## What is expected:
Can you repeat every line of the material from the line containing "[tag] one dot per instance, sample [7,238]." through the end of the material, including that first line? Multiply each point coordinate in the answers by 0.55 and round to whole numbers with halves going up, but leave all other lines and their numbers unchanged.

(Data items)
===============

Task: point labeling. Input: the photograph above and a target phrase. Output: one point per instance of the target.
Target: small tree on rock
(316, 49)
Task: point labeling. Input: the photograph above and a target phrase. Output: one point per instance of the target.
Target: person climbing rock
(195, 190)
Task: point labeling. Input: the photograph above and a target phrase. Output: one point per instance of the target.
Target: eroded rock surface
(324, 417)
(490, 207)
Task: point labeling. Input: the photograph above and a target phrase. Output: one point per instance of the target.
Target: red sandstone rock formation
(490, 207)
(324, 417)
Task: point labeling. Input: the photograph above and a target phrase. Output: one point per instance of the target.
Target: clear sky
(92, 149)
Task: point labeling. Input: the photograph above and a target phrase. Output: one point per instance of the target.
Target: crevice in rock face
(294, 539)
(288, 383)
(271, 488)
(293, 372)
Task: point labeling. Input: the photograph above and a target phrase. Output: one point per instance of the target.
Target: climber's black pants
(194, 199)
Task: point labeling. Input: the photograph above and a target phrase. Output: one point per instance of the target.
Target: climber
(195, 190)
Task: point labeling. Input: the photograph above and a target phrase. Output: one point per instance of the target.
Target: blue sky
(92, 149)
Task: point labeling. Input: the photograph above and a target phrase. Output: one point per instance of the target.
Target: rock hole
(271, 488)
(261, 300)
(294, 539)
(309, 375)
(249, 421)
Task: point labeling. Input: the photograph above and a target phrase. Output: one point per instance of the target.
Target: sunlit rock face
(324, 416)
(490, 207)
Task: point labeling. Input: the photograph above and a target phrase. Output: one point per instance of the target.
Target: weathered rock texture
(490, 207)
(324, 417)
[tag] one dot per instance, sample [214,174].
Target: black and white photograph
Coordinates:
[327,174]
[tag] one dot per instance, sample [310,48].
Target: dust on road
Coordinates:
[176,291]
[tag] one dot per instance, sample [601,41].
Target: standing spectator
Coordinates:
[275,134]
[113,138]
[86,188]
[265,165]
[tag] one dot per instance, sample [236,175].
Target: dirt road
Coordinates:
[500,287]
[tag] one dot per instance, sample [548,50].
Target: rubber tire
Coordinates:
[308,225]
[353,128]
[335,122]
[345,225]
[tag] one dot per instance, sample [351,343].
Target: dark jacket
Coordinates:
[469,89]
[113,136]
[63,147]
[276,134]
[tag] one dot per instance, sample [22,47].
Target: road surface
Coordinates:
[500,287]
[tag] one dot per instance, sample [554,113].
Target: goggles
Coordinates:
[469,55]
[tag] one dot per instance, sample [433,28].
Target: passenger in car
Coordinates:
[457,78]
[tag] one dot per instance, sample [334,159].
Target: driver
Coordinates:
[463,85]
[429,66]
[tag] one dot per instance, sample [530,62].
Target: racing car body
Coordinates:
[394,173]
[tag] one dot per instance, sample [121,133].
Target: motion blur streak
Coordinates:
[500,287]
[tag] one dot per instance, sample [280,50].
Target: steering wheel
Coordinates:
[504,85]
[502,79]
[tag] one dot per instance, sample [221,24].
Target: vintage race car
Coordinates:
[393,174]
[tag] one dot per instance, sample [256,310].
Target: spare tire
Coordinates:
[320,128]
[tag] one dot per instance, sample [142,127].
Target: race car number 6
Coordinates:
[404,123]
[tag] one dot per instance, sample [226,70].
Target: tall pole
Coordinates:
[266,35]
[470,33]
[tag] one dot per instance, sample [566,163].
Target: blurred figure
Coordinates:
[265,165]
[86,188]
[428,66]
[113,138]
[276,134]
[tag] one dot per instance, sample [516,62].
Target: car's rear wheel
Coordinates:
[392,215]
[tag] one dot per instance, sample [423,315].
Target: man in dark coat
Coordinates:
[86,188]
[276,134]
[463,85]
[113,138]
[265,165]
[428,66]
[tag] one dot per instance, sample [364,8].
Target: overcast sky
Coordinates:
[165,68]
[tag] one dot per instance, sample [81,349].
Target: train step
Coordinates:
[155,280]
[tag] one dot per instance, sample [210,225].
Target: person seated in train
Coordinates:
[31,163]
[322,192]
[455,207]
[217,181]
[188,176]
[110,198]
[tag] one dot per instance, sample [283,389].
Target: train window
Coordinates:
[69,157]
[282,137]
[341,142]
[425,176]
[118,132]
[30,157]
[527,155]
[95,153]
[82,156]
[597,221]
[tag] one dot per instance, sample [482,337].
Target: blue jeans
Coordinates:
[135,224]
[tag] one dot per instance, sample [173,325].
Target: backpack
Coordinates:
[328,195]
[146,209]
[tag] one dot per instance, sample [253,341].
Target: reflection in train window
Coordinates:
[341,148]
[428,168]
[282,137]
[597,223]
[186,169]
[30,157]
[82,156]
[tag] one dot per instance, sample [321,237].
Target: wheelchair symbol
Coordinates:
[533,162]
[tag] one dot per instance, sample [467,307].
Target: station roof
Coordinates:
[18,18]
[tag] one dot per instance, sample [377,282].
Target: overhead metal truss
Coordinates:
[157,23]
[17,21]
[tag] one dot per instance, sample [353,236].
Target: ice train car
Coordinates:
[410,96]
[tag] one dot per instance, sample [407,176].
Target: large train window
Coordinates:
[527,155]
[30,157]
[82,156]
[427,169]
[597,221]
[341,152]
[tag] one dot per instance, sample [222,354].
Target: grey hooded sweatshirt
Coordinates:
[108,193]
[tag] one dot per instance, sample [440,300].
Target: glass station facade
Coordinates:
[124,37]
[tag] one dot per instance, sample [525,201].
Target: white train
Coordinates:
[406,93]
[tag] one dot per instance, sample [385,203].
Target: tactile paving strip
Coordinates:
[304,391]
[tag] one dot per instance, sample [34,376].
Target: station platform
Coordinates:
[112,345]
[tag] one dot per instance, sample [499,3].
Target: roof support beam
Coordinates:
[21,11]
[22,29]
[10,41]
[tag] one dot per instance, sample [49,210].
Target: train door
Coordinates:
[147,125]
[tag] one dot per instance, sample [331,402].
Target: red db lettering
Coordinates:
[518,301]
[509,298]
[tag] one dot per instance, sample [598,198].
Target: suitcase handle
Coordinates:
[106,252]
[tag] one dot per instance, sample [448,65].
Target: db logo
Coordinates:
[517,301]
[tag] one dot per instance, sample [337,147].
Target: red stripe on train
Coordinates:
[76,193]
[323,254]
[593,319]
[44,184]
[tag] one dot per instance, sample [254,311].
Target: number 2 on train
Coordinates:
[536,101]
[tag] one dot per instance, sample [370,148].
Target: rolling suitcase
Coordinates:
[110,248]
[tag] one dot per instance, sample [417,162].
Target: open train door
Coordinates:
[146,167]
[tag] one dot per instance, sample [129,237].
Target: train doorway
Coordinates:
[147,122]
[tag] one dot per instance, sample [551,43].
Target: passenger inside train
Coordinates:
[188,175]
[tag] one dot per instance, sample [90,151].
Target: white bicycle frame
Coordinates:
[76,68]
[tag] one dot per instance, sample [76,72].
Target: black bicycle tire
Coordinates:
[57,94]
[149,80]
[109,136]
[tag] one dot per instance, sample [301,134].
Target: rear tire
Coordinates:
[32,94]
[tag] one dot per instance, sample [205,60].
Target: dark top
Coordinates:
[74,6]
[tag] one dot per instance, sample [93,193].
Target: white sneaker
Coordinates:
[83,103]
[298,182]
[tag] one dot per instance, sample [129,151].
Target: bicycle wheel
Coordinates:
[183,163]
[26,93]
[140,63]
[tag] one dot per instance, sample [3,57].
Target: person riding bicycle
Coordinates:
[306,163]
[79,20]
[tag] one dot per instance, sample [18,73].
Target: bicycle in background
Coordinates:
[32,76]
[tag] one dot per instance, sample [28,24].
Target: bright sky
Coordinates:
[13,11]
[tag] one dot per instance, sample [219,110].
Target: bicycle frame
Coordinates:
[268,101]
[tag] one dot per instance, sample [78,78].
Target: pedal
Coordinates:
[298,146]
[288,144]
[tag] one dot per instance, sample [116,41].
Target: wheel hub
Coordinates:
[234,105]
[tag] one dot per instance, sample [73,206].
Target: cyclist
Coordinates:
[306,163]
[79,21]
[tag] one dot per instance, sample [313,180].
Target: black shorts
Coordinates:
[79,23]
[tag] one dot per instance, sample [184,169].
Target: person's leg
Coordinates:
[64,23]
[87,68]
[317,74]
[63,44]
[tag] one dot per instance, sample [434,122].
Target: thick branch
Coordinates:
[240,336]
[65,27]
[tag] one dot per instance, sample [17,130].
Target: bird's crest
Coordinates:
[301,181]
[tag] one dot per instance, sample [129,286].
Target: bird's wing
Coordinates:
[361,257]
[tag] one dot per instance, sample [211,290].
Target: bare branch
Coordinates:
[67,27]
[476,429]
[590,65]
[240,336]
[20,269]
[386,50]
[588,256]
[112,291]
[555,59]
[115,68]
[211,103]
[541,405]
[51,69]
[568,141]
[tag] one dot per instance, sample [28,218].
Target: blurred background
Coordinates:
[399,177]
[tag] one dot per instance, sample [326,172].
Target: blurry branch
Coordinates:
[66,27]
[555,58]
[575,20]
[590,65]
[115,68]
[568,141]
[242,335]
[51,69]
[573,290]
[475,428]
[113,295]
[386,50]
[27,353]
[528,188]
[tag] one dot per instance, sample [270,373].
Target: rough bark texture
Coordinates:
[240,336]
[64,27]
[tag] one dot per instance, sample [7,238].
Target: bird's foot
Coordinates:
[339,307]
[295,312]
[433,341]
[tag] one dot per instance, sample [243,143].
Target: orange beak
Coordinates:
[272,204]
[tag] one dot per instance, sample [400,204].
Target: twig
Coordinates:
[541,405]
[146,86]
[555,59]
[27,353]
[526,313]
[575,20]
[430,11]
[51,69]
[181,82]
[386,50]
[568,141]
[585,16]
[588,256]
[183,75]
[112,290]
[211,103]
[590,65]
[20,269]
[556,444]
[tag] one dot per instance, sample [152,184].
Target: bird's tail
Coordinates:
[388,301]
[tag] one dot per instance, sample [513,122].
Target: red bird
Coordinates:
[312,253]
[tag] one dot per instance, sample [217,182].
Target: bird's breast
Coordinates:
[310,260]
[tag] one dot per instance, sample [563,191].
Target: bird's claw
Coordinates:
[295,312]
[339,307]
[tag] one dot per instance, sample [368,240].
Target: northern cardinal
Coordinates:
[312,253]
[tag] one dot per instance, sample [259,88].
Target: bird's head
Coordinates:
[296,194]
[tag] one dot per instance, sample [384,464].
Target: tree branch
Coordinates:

===============

## Reply:
[tag] one dot per instance, sample [7,238].
Target: bird's foot
Coordinates:
[186,169]
[162,172]
[238,188]
[tag] one dot per instance, sample [243,143].
Target: orange beak
Coordinates:
[150,112]
[tag] one dot per instance, sample [400,204].
Target: twig
Coordinates:
[298,223]
[80,47]
[305,32]
[15,194]
[289,172]
[316,11]
[237,6]
[28,38]
[100,45]
[212,28]
[312,78]
[322,9]
[323,141]
[101,41]
[62,160]
[116,57]
[325,36]
[11,148]
[306,244]
[tag] one dot per instance, sample [152,184].
Target: bird's tail
Coordinates:
[213,166]
[tag] one dot per instance, sample [513,122].
Target: red bird
Coordinates:
[172,139]
[tag] one dot per instance, sample [217,182].
Target: bird's breast
Coordinates:
[171,143]
[tag] one dot per instance, sample [563,191].
Target: bird's claw
Coordinates:
[162,172]
[186,169]
[tag] one dot per instance, sample [368,240].
Target: northern cardinal
Coordinates:
[172,139]
[tag] one dot per instance, sample [259,88].
Target: bird's head
Coordinates:
[163,107]
[tag] one dot per instance, sample [384,464].
Target: tree branch
Coordinates:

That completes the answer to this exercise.